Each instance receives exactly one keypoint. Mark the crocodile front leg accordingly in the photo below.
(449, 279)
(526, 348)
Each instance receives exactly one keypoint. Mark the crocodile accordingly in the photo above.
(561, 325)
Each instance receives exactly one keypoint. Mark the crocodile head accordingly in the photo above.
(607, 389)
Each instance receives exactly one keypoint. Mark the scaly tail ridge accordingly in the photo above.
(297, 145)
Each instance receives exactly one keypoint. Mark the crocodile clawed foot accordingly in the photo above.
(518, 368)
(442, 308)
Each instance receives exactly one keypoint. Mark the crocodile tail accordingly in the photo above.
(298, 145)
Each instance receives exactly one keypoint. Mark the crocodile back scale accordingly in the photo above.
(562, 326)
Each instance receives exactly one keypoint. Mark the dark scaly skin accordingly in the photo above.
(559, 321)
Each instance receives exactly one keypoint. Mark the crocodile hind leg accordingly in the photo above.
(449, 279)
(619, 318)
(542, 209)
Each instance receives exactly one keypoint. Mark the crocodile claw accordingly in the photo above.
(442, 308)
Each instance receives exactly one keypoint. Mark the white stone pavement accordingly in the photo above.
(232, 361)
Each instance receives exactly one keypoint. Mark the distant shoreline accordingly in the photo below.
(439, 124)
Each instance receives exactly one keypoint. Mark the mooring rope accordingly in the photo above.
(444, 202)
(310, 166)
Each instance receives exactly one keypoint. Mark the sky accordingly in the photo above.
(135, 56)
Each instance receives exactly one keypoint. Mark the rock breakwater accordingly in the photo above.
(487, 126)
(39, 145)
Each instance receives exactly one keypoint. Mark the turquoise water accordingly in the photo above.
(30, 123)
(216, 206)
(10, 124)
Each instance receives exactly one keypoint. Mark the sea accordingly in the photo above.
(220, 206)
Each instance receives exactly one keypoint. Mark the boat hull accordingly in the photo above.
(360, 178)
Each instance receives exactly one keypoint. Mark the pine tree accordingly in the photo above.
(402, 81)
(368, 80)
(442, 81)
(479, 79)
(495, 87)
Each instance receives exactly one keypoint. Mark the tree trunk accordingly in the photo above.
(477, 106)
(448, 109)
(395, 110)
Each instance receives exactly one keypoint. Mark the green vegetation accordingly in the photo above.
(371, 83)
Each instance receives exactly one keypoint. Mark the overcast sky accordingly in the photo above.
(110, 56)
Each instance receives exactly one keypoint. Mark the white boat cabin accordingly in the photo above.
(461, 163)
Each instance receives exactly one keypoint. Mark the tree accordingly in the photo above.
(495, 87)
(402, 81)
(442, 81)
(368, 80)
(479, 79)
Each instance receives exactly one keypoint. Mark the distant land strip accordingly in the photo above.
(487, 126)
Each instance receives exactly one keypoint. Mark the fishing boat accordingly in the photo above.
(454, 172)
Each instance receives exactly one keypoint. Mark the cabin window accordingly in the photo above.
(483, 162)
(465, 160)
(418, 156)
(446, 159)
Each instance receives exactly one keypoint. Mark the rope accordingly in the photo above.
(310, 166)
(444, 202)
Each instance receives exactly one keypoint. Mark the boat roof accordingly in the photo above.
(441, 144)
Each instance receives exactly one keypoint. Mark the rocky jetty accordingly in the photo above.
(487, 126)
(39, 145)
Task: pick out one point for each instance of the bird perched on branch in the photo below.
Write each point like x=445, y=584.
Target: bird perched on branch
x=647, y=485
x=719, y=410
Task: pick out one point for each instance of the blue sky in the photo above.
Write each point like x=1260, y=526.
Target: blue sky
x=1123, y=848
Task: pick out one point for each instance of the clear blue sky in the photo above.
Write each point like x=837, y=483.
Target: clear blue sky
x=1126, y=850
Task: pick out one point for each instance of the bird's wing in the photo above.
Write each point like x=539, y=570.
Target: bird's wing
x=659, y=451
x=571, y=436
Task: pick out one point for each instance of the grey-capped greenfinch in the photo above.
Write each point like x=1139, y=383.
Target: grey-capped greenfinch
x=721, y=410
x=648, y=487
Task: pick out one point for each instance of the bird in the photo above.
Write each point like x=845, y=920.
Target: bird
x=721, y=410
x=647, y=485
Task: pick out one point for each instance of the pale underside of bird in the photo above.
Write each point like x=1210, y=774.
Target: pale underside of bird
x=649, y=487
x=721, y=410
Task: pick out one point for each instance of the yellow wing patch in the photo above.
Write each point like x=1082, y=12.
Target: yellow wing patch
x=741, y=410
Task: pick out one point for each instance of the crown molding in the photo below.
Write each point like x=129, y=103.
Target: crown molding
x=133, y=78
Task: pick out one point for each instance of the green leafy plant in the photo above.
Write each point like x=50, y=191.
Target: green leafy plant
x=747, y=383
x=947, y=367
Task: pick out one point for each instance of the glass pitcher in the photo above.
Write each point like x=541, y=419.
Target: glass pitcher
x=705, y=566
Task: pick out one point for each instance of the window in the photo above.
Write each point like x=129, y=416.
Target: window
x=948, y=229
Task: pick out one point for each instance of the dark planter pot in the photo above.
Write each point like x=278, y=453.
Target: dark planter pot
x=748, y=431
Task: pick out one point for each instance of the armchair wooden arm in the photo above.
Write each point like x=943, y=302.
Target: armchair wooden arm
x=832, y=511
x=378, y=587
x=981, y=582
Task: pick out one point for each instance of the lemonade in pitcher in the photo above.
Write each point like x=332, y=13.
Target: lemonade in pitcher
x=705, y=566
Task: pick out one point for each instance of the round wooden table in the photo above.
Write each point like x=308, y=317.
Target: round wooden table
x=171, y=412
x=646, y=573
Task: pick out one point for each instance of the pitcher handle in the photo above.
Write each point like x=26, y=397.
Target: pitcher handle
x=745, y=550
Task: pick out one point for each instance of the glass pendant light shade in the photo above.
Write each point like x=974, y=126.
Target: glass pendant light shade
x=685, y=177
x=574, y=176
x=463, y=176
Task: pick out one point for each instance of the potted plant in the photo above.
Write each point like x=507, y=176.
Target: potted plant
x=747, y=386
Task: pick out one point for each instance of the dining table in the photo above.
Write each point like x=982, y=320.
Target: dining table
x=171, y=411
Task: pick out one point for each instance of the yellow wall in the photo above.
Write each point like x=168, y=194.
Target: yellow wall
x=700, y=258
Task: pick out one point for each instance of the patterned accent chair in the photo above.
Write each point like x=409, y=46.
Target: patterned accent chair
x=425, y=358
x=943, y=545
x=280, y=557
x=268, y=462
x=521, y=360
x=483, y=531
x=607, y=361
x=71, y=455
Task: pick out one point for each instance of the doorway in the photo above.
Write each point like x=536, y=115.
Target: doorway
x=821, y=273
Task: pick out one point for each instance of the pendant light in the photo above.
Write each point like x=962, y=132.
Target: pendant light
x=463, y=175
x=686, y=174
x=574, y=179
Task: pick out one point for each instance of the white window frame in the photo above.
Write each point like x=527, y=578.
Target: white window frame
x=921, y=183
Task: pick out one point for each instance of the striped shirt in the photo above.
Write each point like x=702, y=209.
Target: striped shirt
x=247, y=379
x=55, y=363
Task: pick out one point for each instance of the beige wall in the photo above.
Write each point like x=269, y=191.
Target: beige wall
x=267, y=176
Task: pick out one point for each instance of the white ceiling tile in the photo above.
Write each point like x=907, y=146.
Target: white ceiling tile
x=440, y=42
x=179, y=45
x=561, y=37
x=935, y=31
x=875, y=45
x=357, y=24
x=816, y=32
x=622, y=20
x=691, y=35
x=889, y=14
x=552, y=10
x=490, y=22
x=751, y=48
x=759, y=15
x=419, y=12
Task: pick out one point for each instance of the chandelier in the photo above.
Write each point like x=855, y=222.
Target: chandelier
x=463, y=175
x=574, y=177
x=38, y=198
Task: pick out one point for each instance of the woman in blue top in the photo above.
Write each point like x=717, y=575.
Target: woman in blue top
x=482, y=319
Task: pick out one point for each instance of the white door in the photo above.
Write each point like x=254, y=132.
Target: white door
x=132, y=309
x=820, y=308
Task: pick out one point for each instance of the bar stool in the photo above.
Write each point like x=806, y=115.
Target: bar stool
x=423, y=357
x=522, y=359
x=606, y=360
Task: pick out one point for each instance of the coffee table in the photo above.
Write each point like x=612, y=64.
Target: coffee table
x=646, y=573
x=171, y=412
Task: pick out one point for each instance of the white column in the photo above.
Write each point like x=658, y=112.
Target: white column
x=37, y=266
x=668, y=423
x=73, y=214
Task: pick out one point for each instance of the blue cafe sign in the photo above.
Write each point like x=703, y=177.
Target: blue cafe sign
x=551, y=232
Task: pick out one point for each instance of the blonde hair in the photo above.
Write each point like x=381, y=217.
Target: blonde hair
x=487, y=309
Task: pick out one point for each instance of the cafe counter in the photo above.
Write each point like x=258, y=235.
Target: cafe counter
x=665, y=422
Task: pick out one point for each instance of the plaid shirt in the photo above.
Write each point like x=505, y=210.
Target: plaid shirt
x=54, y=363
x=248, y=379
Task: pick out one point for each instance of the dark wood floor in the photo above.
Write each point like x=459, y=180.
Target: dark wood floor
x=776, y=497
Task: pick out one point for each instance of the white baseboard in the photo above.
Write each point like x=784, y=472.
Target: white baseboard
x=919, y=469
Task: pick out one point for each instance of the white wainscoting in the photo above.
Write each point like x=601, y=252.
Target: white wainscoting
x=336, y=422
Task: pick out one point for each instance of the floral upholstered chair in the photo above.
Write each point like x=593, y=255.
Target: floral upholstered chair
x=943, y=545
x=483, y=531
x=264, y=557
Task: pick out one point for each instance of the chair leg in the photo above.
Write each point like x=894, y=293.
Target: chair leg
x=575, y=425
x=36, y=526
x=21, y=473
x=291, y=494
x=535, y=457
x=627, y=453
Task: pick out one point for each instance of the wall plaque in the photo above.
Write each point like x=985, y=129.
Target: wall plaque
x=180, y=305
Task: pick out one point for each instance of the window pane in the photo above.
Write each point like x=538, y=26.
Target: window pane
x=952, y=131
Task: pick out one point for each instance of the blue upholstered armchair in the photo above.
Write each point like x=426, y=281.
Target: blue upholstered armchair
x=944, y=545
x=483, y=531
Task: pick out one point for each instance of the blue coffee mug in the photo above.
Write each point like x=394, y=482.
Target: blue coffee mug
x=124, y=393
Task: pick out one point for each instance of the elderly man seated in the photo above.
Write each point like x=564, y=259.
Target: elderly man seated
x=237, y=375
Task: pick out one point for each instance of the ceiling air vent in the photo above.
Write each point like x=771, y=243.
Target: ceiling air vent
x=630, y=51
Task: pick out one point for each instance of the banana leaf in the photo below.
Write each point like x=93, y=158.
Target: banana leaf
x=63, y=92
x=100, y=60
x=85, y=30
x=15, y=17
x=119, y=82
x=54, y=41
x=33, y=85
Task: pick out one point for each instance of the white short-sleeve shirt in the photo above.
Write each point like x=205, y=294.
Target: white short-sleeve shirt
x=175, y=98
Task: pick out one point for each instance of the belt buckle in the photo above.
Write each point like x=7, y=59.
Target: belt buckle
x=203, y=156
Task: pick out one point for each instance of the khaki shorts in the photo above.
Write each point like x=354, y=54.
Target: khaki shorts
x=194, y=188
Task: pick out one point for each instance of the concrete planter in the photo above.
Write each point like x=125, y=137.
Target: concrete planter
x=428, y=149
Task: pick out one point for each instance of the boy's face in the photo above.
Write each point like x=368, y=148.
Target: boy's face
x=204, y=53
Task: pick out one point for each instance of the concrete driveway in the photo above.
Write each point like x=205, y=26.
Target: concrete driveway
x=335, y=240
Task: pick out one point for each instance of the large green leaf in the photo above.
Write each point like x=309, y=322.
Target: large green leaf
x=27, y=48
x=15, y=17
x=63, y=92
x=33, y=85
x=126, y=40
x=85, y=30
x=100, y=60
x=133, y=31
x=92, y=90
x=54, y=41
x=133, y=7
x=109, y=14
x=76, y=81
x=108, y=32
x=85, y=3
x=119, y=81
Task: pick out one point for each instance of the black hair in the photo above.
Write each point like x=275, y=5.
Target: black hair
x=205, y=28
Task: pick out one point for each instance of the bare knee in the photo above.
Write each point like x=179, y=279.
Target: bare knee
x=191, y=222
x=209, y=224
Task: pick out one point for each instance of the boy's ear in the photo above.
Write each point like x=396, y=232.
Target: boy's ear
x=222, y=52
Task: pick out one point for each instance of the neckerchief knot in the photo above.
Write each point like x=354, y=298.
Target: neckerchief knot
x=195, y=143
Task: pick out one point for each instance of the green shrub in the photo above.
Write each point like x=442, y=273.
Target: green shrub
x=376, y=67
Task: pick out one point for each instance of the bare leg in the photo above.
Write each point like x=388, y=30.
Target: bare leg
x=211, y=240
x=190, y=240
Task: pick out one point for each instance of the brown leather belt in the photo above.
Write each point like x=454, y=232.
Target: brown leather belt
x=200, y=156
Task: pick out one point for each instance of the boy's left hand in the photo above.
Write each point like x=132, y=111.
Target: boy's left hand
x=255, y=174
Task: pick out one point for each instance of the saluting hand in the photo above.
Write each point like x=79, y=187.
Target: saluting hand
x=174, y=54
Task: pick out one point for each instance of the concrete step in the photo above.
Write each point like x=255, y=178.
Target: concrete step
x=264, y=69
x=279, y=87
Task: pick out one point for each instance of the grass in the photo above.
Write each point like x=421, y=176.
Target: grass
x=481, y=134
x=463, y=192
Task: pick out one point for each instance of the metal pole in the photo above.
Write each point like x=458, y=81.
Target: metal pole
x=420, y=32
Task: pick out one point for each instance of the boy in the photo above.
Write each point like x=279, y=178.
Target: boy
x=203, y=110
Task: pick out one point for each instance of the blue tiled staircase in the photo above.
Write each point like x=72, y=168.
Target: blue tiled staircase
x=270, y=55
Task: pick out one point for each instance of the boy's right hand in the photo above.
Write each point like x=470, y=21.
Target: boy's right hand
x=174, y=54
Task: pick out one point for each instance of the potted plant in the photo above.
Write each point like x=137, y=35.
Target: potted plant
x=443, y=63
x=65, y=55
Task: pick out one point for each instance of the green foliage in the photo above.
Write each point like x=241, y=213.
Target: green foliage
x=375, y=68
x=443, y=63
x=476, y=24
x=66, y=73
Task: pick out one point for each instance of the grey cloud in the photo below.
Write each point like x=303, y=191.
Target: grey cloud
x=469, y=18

· · · · · · ·

- Work to complete -
Go through the material above and output exactly the lines from the one containing "Write each point like x=255, y=178." through the one containing "Task: pick out one point for each instance of the metal".

- Response to the task -
Write each point like x=255, y=178.
Target: concrete step
x=264, y=69
x=279, y=87
Task: pick out one point for each instance of the grass in the photo above.
Write each point like x=421, y=176.
Target: grass
x=481, y=134
x=463, y=192
Task: pick out one point for each instance of the metal pole in the photo above.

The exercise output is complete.